[begin Material provided]

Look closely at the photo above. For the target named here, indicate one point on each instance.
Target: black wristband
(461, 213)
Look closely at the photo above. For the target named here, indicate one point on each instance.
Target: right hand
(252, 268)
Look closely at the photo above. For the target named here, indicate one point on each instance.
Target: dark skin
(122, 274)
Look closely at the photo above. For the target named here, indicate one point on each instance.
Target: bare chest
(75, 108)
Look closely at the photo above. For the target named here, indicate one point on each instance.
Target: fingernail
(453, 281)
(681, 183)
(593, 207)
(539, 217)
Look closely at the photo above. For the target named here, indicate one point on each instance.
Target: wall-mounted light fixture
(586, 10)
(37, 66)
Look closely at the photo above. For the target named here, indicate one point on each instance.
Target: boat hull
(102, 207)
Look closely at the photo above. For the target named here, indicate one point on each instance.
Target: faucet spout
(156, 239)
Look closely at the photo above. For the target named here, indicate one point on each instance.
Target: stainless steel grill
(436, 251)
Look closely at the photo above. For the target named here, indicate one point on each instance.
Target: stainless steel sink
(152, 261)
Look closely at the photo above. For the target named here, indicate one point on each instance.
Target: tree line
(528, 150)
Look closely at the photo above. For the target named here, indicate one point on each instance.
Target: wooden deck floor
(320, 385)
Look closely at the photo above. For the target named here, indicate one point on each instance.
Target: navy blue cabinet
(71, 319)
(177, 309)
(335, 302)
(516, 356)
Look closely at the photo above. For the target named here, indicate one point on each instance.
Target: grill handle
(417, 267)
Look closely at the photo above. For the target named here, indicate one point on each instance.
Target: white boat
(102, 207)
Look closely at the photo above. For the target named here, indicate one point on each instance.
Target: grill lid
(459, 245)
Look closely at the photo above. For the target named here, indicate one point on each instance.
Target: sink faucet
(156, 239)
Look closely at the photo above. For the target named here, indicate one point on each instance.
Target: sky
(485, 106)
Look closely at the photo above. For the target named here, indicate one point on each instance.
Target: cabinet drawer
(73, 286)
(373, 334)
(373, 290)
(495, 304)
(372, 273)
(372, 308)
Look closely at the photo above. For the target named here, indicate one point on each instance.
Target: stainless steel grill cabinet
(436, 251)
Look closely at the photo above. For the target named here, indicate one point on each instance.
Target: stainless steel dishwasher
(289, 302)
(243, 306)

[end Material provided]

■ Exercise requirements: Gather every line in the listing above that contains the word "faucet".

■ The answer:
Target: faucet spout
Target: sink faucet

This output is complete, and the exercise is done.